Work to complete —
Write out the records once more, exactly as given.

[Records excerpted from a collection]

********************

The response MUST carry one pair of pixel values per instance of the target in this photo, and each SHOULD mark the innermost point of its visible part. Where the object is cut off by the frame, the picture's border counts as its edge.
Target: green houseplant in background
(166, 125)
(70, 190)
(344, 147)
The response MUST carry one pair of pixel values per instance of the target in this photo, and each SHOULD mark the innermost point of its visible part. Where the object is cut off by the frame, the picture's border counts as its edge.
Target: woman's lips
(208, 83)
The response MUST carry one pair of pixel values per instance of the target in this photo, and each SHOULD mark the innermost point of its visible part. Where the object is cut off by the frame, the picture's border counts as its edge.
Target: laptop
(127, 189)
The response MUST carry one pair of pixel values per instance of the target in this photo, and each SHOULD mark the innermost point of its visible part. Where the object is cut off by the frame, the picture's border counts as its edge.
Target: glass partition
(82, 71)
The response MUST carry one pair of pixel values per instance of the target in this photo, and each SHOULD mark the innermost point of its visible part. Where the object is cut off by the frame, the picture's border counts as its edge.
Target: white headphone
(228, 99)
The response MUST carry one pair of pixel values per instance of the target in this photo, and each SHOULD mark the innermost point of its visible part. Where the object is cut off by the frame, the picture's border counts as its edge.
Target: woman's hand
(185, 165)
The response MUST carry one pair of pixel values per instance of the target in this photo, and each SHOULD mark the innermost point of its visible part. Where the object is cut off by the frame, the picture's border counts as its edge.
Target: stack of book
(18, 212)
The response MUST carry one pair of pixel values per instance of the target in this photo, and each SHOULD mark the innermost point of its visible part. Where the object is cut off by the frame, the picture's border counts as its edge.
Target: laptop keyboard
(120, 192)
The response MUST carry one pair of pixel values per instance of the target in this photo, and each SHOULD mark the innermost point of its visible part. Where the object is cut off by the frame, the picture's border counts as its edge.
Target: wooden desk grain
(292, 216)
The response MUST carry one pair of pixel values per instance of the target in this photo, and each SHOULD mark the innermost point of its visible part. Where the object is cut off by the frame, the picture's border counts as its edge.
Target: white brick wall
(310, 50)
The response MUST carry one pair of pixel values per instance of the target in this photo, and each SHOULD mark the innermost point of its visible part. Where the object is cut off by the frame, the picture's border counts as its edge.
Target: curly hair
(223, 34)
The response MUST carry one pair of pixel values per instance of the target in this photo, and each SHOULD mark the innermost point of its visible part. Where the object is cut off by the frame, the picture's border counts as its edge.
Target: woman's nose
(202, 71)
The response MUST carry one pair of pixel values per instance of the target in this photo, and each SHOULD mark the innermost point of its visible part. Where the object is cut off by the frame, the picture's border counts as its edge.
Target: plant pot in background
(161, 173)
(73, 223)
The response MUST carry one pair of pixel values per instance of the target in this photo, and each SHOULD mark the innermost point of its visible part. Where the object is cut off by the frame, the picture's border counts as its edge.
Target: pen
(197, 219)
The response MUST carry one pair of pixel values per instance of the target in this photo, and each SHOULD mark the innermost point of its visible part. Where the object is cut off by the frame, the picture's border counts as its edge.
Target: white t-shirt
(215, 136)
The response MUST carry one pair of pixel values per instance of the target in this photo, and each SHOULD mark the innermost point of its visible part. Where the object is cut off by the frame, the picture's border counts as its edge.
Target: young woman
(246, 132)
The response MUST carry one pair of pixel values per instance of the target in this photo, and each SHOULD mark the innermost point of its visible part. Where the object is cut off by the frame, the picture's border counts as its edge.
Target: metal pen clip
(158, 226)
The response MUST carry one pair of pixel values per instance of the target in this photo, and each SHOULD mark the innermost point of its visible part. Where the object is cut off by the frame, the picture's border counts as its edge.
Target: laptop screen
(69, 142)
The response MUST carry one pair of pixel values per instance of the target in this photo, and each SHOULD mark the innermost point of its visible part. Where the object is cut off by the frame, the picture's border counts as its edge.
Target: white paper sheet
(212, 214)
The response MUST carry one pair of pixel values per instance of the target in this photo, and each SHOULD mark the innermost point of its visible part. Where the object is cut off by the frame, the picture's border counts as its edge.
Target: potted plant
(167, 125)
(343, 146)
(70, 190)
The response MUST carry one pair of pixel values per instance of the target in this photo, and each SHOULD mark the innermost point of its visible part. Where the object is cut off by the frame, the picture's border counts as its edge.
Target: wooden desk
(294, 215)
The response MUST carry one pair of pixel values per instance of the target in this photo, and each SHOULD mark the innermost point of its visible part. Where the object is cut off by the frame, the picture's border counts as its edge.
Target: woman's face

********************

Written reply —
The response MUST carry one pair of pixel values per instance of the target in this photo, and each SHOULD mark the innermost point of its visible part. Where the object is cut off by the frame, the picture's border counts as its edge.
Target: green houseplant in background
(166, 125)
(70, 190)
(344, 147)
The response MUST carry one pair of pixel values per instance of the target in this photo, and each SHOULD mark the innermost point of its visible part. Where the object is cut off by the frame, the picture's border counts as its edge.
Target: woman's lips
(208, 83)
The response MUST carry one pair of pixel values per instance of the target in this photo, and each SHOULD mark the innermost point of its visible part. Where the object is cut off by the frame, the picture's border counts as its edge.
Target: laptop
(127, 189)
The response MUST carry one pair of pixel values per instance of the target in this photo, and each SHOULD mark the innermost point of its visible part. Where the object is cut off by the frame, the picture's border counts as its edge.
Target: glass partition
(82, 71)
The response MUST carry one pair of pixel values per instance of the target in this photo, and each SHOULD mark the innermost point of its visible part. Where the object is cut off by the frame, the picture's border counts as its edge.
Target: white headphone
(228, 99)
The response MUST carry one pair of pixel values per instance of the target in this photo, and each SHOULD mark the innermost point of its visible part. Where the object is cut off by the frame, the picture's border counts as its edge.
Target: woman's hand
(185, 165)
The response MUST carry one pair of pixel values per instance of the target in this photo, and each SHOULD mark the innermost point of its visible part. Where the object is cut off by the frame, the picture's border counts as its edge.
Target: stack of book
(18, 212)
The response MUST carry one pair of pixel values per instance of the target in this photo, and each SHOULD mark the innermost point of its visible part. Where the object is cut off by the frame, the picture's border counts as its edge.
Target: laptop keyboard
(120, 192)
The response MUST carry one pair of pixel values per instance of the target in this photo, and each SHOULD mark the innermost point of its visible part. Where the object is cut off by the frame, the picture's border counts as its edge.
Target: wooden desk grain
(292, 216)
The response MUST carry one pair of pixel values per instance of the target in this photo, and each SHOULD mark the innermost point of its visible part. Where the object is cut off by the frame, the picture's border counts as its edge.
Target: white brick wall
(310, 50)
The response MUST carry one pair of pixel values per instance of the target in this photo, and each SHOULD mark the innermost point of its visible part. Where the object is cut off by the frame, the picture's border counts as its edge.
Target: curly hair
(223, 34)
The response MUST carry one pair of pixel values per instance of the target in this photo, and each SHOULD mark the innermost point of its visible part. Where the object is cut off by the frame, the picture's border counts as its edge.
Target: woman's nose
(202, 71)
The response MUST carry one pair of pixel values per instance of the target in this photo, and each SHOULD mark the innermost point of its visible part. Where the object is cut off by the frame, the picture's border counts as its edge.
Target: plant pot in background
(161, 173)
(73, 223)
The response MUST carry one pair of pixel values per instance of the target in this photo, and each SHOULD mark the innermost point of its visible part. Where the object is cut off by the frame, the picture's border counts as its edge.
Target: pen
(197, 219)
The response MUST carry one pair of pixel values per instance of the target in this photo, and each SHOULD mark the innermost point of its visible part. Where the object is cut off by the frame, the picture's border counts as its edge.
Target: white t-shirt
(215, 136)
The response MUST carry one pair of pixel values per instance of the target in this photo, and each SHOULD mark the innermost point of its visible part. Where the object is cut off by the frame, the picture's border counts as its edge.
Target: young woman
(246, 132)
The response MUST carry one pair of pixel values per instance of the target in this photo, and each SHOULD mark the innermost point of its visible part. Where the object is cut off by the frame, the picture's border counts as its edge.
Target: metal pen clip
(158, 226)
The response MUST carry one pair of pixel values per instance of the target in this photo, and each SHOULD mark the innermost point of its visible part. Where the object is cut off by the frame, the picture's border counts as its edge.
Target: laptop screen
(69, 142)
The response MUST carry one pair of pixel values per instance of the target in this photo, and each SHOULD mark the innermost point of its visible part. Where the object is cut off by the frame, the picture's border counts as its edge.
Target: white paper sheet
(212, 214)
The response MUST carry one pair of pixel values per instance of the target in this photo, and each SHOULD mark the innermost point of its visible part. Where the object is cut off by the frame, the picture's border counts as its edge.
Target: potted plant
(167, 125)
(343, 146)
(70, 190)
The response MUST carry one pair of pixel values per instance of the target in this photo, and each SHOULD mark the innermost point of its visible part. Where the object is cut off by the frame, the picture's border counts as its edge.
Target: wooden desk
(294, 215)
The response MUST carry one pair of pixel values per instance of the target in this photo, and each SHOULD mark the innermost point of its visible part. Where the object is cut off by the frame, the picture's border counts as its edge.
Target: woman's face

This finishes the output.